* Tasks to complete:
1. Reproduce word for word the part of the article on Cameroon starting at "LGBT activists say" and ending at "home from school.".
2. According to the article on Cameroon, how many of the country's practicing lawyers are willing to defend homosexuals?

In Cameroon, where a homosexual act can get you six months to five years in prison, people defending members of the gay community are now being targeted as well.
A report by the international human rights group Fédération internationale des ligues des droits de l’homme (FIDH) released on Wednesday shows that the lesbian, gay, bisexual and transgender (LGBT) community’s allies and defenders face grave dangers in the West African country.
LGBT activists say they are in danger of arbitrary arrests, having their homes burned, burglaries and “violent deaths”. They also also say that they cannot rely on the police for protection.
Entrapped and imprisoned
Intimidation is one of the primary methods used to target activists, who are regularly threatened by anonymous messages via SMS or Facebook.
Michel Togué, a lawyer who has defended members of the LGBT community, says that even his children have been threatened. One message he received said that if he didn’t stop “defending homo ideas” he might find himself “at the bedside of his dying children”. This was sent with an image of his children, photographed walking home from school.
A member of the ACODEVO association, which seeks to repeal anti-gay laws and defend “poor and vulnerable communities”, was the victim of an entrapment scheme in 2013. After receiving an SMS from a man and setting up a meeting, he was condemned to one year in prison for planning a “tentative homosexual act”.
Sometimes, it is more than just threats. The director of the human rights advocacy group REDHAC, Maximilienne Ngo Mbe, received death threats while her niece, who lives with her, was sexually assaulted and tortured by a group of armed men. Previously, unidentified assailants had also tried to kidnap Ngo Mbe’s son from his school.
At first it was primarily activists who were threatened and assaulted. Now, more and more lawyers are being targeted. Out of 2,500 practicing lawyers in Cameroon, only four or five are willing to defend homosexuals. And those who do are often stigmatised by their peers, the FIDH report said.

* Listed records:
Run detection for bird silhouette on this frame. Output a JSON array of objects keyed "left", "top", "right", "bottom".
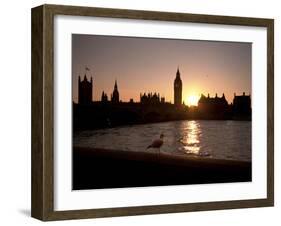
[{"left": 146, "top": 133, "right": 164, "bottom": 155}]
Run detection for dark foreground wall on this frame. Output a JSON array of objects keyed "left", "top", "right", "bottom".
[{"left": 73, "top": 148, "right": 252, "bottom": 190}]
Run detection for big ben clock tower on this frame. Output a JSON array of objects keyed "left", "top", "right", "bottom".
[{"left": 174, "top": 68, "right": 182, "bottom": 106}]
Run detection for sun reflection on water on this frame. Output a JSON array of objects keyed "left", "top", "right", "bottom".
[{"left": 180, "top": 121, "right": 201, "bottom": 155}]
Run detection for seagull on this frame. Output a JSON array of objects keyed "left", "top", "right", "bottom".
[{"left": 146, "top": 133, "right": 164, "bottom": 154}]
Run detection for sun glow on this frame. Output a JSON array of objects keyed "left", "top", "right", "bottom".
[{"left": 185, "top": 94, "right": 200, "bottom": 106}]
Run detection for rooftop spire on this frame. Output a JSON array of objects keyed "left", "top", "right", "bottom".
[
  {"left": 177, "top": 66, "right": 180, "bottom": 77},
  {"left": 114, "top": 79, "right": 118, "bottom": 90}
]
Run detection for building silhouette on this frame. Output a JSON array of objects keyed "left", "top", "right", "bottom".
[
  {"left": 198, "top": 93, "right": 228, "bottom": 114},
  {"left": 101, "top": 91, "right": 108, "bottom": 102},
  {"left": 78, "top": 74, "right": 93, "bottom": 104},
  {"left": 111, "top": 80, "right": 119, "bottom": 103},
  {"left": 174, "top": 68, "right": 182, "bottom": 106},
  {"left": 140, "top": 92, "right": 162, "bottom": 104},
  {"left": 233, "top": 92, "right": 251, "bottom": 115}
]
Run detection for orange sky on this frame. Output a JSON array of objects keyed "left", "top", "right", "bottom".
[{"left": 72, "top": 34, "right": 251, "bottom": 103}]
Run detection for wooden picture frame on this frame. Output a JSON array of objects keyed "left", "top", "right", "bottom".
[{"left": 31, "top": 5, "right": 274, "bottom": 221}]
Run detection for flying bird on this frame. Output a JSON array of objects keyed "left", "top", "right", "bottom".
[{"left": 146, "top": 133, "right": 164, "bottom": 154}]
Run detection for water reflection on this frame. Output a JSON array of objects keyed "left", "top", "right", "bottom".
[
  {"left": 179, "top": 121, "right": 201, "bottom": 155},
  {"left": 74, "top": 120, "right": 249, "bottom": 161}
]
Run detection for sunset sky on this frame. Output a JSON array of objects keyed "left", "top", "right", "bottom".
[{"left": 72, "top": 34, "right": 252, "bottom": 103}]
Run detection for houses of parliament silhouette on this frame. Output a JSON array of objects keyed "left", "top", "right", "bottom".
[{"left": 73, "top": 68, "right": 251, "bottom": 130}]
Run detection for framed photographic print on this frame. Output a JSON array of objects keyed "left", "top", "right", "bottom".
[{"left": 32, "top": 5, "right": 274, "bottom": 221}]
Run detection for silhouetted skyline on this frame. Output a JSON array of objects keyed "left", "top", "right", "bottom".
[{"left": 72, "top": 34, "right": 251, "bottom": 103}]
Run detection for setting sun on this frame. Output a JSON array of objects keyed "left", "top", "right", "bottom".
[{"left": 185, "top": 95, "right": 200, "bottom": 106}]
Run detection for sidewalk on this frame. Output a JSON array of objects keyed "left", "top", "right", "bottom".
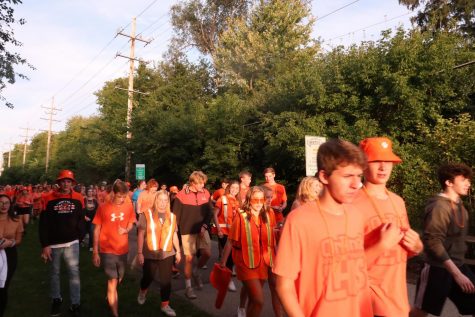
[{"left": 129, "top": 230, "right": 461, "bottom": 317}]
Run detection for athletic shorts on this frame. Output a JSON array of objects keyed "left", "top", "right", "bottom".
[
  {"left": 15, "top": 206, "right": 32, "bottom": 215},
  {"left": 100, "top": 253, "right": 127, "bottom": 280},
  {"left": 414, "top": 264, "right": 475, "bottom": 316},
  {"left": 181, "top": 231, "right": 211, "bottom": 255}
]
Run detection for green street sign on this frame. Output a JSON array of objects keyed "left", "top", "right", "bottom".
[{"left": 135, "top": 164, "right": 145, "bottom": 180}]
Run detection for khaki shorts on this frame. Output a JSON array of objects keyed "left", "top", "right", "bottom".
[{"left": 181, "top": 231, "right": 211, "bottom": 255}]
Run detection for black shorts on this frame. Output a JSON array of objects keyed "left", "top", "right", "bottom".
[
  {"left": 414, "top": 264, "right": 475, "bottom": 316},
  {"left": 100, "top": 253, "right": 127, "bottom": 280}
]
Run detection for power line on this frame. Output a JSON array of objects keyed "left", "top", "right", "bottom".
[
  {"left": 137, "top": 13, "right": 168, "bottom": 36},
  {"left": 329, "top": 11, "right": 413, "bottom": 41},
  {"left": 315, "top": 0, "right": 360, "bottom": 23},
  {"left": 137, "top": 0, "right": 158, "bottom": 18}
]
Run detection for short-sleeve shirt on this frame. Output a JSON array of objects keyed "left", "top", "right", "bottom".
[
  {"left": 264, "top": 183, "right": 287, "bottom": 207},
  {"left": 211, "top": 188, "right": 224, "bottom": 201},
  {"left": 137, "top": 213, "right": 176, "bottom": 260},
  {"left": 0, "top": 217, "right": 24, "bottom": 239},
  {"left": 137, "top": 190, "right": 156, "bottom": 212},
  {"left": 352, "top": 190, "right": 410, "bottom": 316},
  {"left": 92, "top": 202, "right": 135, "bottom": 255},
  {"left": 273, "top": 202, "right": 374, "bottom": 317}
]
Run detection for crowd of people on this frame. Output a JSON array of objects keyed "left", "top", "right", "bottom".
[{"left": 0, "top": 137, "right": 475, "bottom": 317}]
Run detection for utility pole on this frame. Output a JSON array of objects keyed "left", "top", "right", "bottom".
[
  {"left": 20, "top": 124, "right": 31, "bottom": 167},
  {"left": 116, "top": 17, "right": 151, "bottom": 181},
  {"left": 41, "top": 97, "right": 61, "bottom": 174},
  {"left": 8, "top": 143, "right": 15, "bottom": 168}
]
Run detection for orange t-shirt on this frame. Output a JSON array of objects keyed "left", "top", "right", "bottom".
[
  {"left": 31, "top": 193, "right": 44, "bottom": 211},
  {"left": 353, "top": 190, "right": 410, "bottom": 317},
  {"left": 97, "top": 190, "right": 109, "bottom": 205},
  {"left": 273, "top": 202, "right": 374, "bottom": 317},
  {"left": 228, "top": 210, "right": 276, "bottom": 281},
  {"left": 15, "top": 194, "right": 33, "bottom": 208},
  {"left": 237, "top": 185, "right": 249, "bottom": 207},
  {"left": 137, "top": 190, "right": 157, "bottom": 213},
  {"left": 92, "top": 203, "right": 135, "bottom": 255},
  {"left": 211, "top": 188, "right": 224, "bottom": 201},
  {"left": 214, "top": 195, "right": 239, "bottom": 235},
  {"left": 263, "top": 183, "right": 287, "bottom": 222}
]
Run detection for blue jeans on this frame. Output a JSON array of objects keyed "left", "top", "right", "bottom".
[{"left": 50, "top": 243, "right": 81, "bottom": 304}]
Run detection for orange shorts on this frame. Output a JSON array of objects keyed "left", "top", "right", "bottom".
[{"left": 233, "top": 248, "right": 269, "bottom": 281}]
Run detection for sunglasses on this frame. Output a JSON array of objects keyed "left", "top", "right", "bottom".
[{"left": 251, "top": 198, "right": 266, "bottom": 204}]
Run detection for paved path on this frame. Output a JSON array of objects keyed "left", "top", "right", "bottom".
[{"left": 129, "top": 230, "right": 461, "bottom": 317}]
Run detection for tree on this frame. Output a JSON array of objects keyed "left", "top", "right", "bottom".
[
  {"left": 171, "top": 0, "right": 250, "bottom": 56},
  {"left": 0, "top": 0, "right": 34, "bottom": 108},
  {"left": 399, "top": 0, "right": 475, "bottom": 37},
  {"left": 216, "top": 0, "right": 318, "bottom": 91}
]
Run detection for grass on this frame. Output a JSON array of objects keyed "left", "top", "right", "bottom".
[{"left": 5, "top": 223, "right": 210, "bottom": 317}]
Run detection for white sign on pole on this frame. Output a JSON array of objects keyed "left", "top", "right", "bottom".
[{"left": 305, "top": 135, "right": 326, "bottom": 176}]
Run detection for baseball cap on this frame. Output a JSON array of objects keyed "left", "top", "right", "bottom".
[{"left": 360, "top": 137, "right": 402, "bottom": 164}]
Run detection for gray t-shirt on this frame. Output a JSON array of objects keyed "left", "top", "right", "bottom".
[{"left": 138, "top": 213, "right": 176, "bottom": 260}]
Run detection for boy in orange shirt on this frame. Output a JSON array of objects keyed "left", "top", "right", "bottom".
[
  {"left": 273, "top": 139, "right": 402, "bottom": 317},
  {"left": 353, "top": 138, "right": 423, "bottom": 317},
  {"left": 263, "top": 167, "right": 287, "bottom": 224},
  {"left": 92, "top": 180, "right": 135, "bottom": 317}
]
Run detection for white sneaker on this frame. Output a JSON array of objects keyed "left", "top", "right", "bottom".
[
  {"left": 185, "top": 287, "right": 197, "bottom": 299},
  {"left": 137, "top": 291, "right": 147, "bottom": 305},
  {"left": 161, "top": 305, "right": 176, "bottom": 317},
  {"left": 238, "top": 307, "right": 246, "bottom": 317},
  {"left": 228, "top": 280, "right": 236, "bottom": 292},
  {"left": 192, "top": 273, "right": 203, "bottom": 290}
]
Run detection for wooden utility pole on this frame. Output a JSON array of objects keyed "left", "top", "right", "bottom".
[
  {"left": 41, "top": 97, "right": 61, "bottom": 174},
  {"left": 20, "top": 125, "right": 31, "bottom": 167},
  {"left": 116, "top": 17, "right": 151, "bottom": 181},
  {"left": 8, "top": 143, "right": 15, "bottom": 168}
]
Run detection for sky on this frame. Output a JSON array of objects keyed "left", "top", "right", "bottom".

* Task-by-task answers:
1.
LGBT activists say they are in danger of arbitrary arrests, having their homes burned, burglaries and “violent deaths”. They also also say that they cannot rely on the police for protection.
Entrapped and imprisoned
Intimidation is one of the primary methods used to target activists, who are regularly threatened by anonymous messages via SMS or Facebook.
Michel Togué, a lawyer who has defended members of the LGBT community, says that even his children have been threatened. One message he received said that if he didn’t stop “defending homo ideas” he might find himself “at the bedside of his dying children”. This was sent with an image of his children, photographed walking home from school.

2. Only four or five out of 2,500.